Assigned task
Having found the line that holds "# provide the position of every instance of the scalloped", give that line and all lines after it again, word for word, through the end of the data below.

Record excerpts
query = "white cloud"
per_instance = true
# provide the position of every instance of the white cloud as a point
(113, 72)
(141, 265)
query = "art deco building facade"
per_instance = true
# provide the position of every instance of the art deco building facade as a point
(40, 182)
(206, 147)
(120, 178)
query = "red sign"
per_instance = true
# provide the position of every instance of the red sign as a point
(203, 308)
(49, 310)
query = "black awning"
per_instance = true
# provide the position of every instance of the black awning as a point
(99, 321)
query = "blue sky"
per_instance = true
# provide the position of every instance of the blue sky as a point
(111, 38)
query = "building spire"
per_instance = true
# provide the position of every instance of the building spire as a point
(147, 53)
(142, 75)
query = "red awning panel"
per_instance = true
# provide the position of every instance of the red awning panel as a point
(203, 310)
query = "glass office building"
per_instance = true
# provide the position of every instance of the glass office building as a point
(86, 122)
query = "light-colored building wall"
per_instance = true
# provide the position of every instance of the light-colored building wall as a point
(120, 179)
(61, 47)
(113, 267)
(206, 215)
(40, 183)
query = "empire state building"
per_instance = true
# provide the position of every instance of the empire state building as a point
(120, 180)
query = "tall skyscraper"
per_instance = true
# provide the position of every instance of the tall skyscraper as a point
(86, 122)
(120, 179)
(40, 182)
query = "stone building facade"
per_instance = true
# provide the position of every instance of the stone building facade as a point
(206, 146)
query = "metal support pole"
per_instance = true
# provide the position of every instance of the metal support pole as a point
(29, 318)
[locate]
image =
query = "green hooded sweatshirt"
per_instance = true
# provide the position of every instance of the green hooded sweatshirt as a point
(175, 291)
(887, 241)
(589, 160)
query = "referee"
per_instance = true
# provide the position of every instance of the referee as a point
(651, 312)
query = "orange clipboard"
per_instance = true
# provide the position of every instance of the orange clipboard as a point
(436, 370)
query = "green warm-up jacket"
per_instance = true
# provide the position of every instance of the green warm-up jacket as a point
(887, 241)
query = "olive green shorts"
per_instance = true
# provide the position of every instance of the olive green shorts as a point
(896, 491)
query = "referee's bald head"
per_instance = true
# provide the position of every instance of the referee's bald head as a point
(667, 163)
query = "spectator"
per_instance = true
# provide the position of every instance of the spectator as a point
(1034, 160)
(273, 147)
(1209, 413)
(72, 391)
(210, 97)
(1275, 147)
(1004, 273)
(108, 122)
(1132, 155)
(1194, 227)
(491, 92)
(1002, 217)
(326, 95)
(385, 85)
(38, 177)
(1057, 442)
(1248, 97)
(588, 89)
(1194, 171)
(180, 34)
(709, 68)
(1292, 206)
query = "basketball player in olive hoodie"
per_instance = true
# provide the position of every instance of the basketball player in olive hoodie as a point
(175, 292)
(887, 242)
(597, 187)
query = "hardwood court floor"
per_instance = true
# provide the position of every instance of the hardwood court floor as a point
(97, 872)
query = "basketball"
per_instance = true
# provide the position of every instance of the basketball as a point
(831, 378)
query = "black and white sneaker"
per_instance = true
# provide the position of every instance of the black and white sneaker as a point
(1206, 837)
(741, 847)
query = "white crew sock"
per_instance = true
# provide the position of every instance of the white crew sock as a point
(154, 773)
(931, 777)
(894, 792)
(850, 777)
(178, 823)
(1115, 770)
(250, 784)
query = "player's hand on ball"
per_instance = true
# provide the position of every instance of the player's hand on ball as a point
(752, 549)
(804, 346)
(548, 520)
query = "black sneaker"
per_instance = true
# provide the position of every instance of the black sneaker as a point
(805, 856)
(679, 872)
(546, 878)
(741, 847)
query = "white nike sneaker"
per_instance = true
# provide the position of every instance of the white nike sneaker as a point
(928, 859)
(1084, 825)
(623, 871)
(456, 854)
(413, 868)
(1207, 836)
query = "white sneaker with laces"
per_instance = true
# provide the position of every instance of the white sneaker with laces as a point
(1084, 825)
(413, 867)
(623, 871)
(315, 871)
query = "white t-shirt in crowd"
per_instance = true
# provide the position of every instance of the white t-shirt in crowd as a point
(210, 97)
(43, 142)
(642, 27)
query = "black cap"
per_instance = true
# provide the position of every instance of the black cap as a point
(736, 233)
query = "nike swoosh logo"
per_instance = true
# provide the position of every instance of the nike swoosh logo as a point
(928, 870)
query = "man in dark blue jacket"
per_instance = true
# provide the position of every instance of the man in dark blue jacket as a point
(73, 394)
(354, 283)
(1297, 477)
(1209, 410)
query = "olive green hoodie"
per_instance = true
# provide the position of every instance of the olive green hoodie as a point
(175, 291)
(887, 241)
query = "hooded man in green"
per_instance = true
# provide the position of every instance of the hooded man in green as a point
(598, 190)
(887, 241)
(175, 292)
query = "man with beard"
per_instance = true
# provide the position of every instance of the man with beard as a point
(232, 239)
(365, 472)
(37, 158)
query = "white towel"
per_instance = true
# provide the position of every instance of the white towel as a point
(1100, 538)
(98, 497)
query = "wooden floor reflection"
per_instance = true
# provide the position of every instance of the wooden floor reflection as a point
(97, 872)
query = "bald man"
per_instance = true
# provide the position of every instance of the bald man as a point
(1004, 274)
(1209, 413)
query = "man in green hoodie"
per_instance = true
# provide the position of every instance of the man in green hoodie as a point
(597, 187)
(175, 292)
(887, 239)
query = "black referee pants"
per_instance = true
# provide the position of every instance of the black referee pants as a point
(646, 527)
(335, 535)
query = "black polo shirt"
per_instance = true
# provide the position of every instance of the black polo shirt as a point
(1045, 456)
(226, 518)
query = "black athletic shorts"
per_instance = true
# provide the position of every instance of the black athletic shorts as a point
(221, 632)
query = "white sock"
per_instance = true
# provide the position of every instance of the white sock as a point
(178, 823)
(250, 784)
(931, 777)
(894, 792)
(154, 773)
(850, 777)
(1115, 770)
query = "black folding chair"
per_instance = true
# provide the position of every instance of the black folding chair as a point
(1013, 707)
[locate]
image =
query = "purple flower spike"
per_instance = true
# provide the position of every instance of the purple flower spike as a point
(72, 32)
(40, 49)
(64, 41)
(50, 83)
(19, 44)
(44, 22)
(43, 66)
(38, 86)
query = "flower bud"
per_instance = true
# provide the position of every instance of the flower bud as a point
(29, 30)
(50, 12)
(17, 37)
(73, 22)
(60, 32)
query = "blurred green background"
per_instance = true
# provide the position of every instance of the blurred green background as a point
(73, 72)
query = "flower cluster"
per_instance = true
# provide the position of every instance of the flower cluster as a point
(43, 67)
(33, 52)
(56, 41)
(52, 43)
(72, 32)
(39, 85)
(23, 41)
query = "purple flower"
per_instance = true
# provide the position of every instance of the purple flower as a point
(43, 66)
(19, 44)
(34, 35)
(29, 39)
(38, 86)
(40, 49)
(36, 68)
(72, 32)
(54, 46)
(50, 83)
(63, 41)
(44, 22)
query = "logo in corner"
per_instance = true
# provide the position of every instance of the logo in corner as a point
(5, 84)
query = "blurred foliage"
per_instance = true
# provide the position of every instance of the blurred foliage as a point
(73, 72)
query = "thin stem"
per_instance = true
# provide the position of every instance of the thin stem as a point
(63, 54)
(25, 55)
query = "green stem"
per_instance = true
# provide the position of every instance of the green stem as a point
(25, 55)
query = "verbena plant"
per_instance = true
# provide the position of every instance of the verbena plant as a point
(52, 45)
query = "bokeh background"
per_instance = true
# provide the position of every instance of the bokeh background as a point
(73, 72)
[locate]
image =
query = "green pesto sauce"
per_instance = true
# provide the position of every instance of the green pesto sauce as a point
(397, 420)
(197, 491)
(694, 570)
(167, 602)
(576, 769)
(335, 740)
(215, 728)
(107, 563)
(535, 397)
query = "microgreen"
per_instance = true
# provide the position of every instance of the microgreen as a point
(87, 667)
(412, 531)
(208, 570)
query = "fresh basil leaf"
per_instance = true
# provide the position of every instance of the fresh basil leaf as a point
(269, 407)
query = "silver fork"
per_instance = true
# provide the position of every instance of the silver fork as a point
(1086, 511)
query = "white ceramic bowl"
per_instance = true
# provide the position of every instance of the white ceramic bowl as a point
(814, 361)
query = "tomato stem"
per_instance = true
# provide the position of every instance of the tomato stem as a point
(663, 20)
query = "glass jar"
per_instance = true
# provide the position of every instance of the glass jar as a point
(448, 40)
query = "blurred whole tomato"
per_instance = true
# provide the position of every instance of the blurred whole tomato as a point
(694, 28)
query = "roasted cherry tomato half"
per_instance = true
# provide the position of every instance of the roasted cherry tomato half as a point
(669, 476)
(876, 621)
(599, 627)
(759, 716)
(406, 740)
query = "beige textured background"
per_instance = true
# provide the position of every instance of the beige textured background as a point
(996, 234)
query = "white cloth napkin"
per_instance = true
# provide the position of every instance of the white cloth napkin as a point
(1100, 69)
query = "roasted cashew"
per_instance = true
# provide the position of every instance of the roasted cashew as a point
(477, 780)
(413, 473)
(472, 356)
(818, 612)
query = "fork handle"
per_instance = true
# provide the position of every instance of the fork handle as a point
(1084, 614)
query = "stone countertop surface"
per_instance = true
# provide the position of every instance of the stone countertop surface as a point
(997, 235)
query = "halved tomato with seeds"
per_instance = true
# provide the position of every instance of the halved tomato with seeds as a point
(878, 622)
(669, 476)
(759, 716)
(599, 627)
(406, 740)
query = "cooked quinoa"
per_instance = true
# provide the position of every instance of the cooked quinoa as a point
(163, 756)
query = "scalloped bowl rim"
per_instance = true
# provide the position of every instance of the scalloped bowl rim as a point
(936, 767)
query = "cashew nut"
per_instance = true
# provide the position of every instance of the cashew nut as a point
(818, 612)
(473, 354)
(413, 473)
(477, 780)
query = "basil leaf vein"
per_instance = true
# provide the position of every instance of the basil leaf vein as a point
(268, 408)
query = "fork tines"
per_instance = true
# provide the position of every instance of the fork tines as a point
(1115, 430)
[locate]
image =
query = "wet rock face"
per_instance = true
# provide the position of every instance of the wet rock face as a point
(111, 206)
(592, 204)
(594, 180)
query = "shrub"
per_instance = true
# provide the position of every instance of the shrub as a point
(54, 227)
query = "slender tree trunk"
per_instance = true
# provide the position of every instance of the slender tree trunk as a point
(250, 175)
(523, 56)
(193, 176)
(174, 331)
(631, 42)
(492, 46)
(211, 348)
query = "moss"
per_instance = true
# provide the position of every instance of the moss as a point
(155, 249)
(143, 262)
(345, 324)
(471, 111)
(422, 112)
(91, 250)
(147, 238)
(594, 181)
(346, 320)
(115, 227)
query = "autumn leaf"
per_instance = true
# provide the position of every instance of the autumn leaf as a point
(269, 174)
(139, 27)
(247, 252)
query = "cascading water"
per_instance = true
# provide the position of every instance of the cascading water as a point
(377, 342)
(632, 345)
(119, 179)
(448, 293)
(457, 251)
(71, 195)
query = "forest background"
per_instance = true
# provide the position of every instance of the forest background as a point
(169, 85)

Your solution
# provide the position of every instance of the scalloped bowl rim as a point
(936, 767)
query = "cashew nut"
per_instance = true
# provide the position of every instance of the cashew nut as a point
(818, 612)
(473, 354)
(413, 473)
(477, 780)
query = "basil leaf vein"
per_instance = true
# provide the position of every instance of the basil leaf vein as a point
(268, 408)
query = "fork tines"
per_instance = true
# provide the position of every instance of the fork tines as a point
(1115, 430)
[locate]
image =
query = "wet rock face"
per_instance = true
# provide the position of every instance of the wet rock face as a point
(111, 206)
(592, 204)
(594, 180)
query = "shrub"
per_instance = true
# provide the position of every instance of the shrub as a point
(54, 227)
query = "slender tree trunk"
per_instance = true
# provide the position of every instance of the slender tree trunk as a point
(250, 175)
(523, 56)
(193, 176)
(174, 331)
(631, 42)
(492, 46)
(211, 348)
query = "moss"
per_instance = true
# provide the position of every instance of the moss as a point
(155, 249)
(143, 262)
(345, 324)
(471, 111)
(422, 112)
(91, 250)
(147, 238)
(594, 181)
(346, 320)
(115, 227)
query = "autumn leaf"
per_instance = true
# provide the position of every instance of the autumn leaf as a point
(269, 174)
(139, 27)
(247, 252)
query = "cascading water"
per_instance = true
# provide the position of every instance of the cascading water as a point
(377, 342)
(632, 345)
(119, 179)
(448, 293)
(457, 251)
(71, 195)
query = "forest background"
per_instance = true
# provide the position of every instance of the forest background as a point
(169, 85)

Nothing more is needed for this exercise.